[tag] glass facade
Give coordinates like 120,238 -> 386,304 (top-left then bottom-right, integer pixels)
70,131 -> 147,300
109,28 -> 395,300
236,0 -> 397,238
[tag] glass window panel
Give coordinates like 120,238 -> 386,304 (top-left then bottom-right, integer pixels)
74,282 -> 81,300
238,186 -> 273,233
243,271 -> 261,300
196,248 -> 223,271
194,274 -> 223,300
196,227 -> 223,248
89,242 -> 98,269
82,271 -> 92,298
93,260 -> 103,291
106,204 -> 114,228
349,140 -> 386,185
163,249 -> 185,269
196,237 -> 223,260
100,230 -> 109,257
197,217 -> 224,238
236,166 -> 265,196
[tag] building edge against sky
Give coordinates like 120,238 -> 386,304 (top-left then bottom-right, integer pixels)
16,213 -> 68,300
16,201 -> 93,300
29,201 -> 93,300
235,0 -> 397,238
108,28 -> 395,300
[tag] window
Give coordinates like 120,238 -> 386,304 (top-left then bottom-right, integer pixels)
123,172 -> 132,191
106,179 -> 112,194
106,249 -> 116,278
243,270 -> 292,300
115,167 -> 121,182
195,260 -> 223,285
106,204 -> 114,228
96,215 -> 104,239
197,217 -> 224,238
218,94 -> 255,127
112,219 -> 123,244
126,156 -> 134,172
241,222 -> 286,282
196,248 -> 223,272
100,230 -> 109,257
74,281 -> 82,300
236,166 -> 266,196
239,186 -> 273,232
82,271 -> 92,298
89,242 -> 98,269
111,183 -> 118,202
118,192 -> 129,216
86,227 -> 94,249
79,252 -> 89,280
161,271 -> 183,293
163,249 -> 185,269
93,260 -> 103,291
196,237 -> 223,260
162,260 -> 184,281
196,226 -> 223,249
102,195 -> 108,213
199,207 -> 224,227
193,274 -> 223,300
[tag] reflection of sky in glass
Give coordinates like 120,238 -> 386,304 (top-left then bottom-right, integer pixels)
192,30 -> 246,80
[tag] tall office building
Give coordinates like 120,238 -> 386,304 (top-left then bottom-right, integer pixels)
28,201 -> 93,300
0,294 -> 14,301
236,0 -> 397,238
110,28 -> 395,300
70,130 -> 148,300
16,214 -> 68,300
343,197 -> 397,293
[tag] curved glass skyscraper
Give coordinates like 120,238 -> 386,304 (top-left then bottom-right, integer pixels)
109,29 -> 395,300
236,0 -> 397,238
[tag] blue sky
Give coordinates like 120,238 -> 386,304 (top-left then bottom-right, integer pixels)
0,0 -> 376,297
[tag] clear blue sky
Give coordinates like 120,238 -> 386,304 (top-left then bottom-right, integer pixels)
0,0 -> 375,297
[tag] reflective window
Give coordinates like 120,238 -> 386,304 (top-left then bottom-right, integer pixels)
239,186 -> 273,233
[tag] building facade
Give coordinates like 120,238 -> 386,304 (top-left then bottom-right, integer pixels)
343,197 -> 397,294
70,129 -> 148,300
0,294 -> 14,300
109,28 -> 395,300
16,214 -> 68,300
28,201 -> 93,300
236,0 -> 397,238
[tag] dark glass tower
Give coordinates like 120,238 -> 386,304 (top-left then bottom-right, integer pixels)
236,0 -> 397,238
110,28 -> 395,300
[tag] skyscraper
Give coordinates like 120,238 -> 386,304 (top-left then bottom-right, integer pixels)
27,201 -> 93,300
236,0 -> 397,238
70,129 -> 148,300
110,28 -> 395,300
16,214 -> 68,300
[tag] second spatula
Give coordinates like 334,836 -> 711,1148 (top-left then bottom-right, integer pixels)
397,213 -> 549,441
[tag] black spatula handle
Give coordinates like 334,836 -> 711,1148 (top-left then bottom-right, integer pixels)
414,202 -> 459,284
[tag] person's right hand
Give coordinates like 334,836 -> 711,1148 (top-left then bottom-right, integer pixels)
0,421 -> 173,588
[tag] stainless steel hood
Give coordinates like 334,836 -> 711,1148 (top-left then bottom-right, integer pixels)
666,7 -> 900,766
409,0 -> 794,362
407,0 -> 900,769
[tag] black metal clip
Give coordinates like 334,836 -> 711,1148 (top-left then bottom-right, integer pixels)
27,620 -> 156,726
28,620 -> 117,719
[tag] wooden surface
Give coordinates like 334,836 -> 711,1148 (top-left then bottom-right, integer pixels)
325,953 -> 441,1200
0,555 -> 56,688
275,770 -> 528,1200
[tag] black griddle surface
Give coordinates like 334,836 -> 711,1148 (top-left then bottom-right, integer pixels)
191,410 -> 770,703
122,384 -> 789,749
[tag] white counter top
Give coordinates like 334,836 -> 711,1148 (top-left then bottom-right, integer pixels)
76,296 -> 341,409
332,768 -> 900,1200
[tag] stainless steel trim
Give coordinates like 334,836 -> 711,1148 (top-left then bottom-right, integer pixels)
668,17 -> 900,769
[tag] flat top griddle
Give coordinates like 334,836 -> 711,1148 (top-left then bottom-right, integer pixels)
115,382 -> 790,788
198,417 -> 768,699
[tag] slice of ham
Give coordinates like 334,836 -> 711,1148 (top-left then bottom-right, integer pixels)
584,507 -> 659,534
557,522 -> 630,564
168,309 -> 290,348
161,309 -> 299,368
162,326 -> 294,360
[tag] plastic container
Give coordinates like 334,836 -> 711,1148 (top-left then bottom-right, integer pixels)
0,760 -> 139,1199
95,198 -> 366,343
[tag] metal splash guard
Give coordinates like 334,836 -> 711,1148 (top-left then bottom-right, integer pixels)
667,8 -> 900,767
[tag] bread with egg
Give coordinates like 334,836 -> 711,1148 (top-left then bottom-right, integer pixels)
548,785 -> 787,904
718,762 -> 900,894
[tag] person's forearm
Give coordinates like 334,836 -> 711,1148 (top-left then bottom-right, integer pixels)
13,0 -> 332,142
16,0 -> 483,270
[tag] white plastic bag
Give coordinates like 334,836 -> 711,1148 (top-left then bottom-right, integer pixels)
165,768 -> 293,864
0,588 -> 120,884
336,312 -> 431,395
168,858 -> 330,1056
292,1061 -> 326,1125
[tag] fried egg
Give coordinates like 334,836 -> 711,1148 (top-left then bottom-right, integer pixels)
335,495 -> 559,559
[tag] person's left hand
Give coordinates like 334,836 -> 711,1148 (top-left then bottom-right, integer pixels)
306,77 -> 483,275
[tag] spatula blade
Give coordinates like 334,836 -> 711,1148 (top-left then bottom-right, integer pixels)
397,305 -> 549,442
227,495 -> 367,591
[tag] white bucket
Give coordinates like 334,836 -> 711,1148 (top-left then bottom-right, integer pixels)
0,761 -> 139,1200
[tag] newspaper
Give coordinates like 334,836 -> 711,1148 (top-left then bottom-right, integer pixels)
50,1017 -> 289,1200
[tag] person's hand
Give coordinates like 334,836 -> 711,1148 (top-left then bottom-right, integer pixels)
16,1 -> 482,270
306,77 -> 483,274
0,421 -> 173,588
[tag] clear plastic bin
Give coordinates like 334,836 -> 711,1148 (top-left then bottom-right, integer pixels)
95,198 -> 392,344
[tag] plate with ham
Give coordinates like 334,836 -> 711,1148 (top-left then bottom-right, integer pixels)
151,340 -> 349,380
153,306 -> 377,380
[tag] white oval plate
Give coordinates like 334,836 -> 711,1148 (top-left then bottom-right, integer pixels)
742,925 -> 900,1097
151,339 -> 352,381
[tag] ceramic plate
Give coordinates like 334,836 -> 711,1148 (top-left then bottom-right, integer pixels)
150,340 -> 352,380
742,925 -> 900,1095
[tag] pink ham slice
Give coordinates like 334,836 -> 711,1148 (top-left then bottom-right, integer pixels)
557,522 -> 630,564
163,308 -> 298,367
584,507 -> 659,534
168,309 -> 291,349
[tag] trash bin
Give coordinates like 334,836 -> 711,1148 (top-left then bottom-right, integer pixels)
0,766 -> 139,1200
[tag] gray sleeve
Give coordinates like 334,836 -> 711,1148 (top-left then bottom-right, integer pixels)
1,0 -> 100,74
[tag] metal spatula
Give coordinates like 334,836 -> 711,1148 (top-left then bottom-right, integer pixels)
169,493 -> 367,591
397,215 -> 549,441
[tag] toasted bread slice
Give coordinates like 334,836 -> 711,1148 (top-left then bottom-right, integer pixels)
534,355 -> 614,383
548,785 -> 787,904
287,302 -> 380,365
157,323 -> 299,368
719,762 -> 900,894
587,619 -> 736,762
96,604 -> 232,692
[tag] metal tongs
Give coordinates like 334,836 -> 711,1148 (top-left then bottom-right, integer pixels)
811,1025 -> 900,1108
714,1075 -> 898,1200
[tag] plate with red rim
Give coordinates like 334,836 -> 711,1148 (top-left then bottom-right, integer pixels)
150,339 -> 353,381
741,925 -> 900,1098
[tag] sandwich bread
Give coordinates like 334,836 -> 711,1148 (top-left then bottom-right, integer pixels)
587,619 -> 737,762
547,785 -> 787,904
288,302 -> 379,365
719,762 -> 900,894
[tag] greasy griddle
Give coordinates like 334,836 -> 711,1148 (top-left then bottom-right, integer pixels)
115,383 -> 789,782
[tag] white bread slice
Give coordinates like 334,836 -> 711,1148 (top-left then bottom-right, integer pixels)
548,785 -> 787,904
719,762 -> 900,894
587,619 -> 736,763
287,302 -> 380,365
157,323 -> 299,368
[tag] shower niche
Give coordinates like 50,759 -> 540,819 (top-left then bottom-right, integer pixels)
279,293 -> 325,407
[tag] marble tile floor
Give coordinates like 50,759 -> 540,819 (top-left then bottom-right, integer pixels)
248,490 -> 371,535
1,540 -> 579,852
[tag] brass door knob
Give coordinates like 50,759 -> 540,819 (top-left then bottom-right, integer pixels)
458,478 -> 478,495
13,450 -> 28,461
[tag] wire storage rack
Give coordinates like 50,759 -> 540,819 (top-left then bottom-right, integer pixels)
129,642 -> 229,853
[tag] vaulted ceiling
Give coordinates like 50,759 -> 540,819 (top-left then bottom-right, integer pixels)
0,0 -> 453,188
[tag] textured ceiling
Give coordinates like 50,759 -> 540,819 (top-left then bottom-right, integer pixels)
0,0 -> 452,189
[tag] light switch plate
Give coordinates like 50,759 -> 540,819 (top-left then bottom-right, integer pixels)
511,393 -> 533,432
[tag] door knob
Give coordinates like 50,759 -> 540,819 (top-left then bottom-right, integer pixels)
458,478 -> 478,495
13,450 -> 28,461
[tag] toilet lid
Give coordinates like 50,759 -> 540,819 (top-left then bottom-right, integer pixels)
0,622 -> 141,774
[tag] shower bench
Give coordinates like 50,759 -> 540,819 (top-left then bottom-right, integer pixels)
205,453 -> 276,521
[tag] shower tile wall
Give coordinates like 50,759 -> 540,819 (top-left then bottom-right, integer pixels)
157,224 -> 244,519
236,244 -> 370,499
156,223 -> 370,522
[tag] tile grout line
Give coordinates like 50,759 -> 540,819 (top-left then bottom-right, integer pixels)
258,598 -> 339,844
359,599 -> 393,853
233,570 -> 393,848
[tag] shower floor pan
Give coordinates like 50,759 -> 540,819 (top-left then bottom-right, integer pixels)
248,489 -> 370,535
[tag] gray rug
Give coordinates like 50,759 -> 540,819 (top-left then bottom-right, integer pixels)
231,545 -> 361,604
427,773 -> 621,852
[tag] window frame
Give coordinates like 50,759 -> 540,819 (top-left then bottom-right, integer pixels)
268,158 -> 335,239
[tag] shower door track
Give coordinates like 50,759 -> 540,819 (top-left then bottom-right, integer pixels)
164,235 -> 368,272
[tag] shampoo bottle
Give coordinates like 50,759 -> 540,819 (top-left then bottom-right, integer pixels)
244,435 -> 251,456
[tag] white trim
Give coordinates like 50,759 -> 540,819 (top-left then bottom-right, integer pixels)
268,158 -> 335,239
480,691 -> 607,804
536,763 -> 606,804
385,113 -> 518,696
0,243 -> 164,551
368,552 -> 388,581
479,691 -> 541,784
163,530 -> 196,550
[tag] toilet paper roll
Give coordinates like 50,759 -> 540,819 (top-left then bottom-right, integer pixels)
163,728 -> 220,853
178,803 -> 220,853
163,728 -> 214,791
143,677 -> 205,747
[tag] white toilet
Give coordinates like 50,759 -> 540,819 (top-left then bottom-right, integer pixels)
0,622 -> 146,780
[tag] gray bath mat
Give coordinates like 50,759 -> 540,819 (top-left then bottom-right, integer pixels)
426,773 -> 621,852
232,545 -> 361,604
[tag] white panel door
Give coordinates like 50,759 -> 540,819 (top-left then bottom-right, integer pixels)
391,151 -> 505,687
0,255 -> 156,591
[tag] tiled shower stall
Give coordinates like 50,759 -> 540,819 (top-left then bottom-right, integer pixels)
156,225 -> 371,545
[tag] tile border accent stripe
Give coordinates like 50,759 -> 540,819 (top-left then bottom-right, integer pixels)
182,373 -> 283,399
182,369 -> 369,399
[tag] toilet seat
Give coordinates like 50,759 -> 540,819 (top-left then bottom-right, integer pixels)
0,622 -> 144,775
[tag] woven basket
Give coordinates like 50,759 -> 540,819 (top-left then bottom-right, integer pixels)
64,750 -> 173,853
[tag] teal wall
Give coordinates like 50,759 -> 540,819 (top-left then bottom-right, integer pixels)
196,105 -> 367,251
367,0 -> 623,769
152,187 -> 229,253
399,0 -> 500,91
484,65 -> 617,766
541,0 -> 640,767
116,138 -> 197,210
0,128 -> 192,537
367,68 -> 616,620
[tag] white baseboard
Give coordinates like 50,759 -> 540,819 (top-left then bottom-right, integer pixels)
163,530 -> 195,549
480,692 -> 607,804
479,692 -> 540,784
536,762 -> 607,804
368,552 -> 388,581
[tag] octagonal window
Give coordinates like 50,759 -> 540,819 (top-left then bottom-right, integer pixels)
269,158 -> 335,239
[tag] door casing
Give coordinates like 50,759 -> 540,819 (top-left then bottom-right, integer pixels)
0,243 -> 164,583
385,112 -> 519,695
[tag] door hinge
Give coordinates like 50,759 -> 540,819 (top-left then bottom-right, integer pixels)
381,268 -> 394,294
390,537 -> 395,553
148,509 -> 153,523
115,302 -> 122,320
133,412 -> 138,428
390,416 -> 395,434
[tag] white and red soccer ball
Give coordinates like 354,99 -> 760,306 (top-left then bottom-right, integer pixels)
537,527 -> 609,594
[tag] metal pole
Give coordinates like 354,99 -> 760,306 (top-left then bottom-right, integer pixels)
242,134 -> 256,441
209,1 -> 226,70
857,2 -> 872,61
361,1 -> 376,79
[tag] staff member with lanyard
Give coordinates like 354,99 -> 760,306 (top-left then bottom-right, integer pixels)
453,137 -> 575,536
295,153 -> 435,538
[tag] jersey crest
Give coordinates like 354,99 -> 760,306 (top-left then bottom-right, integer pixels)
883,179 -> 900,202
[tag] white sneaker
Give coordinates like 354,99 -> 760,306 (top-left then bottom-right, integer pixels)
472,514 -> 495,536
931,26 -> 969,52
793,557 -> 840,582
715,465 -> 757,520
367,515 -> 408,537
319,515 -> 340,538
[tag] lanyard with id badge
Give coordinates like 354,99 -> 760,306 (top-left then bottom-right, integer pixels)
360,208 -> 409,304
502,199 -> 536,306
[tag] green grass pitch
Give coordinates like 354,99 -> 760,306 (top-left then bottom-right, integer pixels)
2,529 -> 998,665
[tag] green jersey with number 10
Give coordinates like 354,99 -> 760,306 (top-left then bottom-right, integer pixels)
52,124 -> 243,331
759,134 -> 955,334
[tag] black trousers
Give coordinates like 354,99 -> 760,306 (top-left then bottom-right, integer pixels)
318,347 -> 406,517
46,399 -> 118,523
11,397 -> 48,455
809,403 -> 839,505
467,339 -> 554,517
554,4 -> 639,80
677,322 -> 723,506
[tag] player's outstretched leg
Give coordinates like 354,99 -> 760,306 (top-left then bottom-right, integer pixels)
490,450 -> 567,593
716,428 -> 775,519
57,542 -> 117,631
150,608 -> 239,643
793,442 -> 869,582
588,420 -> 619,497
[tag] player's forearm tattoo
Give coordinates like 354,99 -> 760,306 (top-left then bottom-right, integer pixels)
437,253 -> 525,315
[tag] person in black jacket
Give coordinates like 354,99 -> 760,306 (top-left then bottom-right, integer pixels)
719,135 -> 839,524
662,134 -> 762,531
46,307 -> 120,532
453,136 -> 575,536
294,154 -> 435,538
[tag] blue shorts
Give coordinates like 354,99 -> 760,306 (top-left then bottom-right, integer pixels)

● ● ● ● ●

**Try it:** Note each line of the material holding "slice" and copy it out.

**Task answer:**
[tag] slice of ham
[tag] pink ham slice
[tag] toasted bread slice
[tag] white bread slice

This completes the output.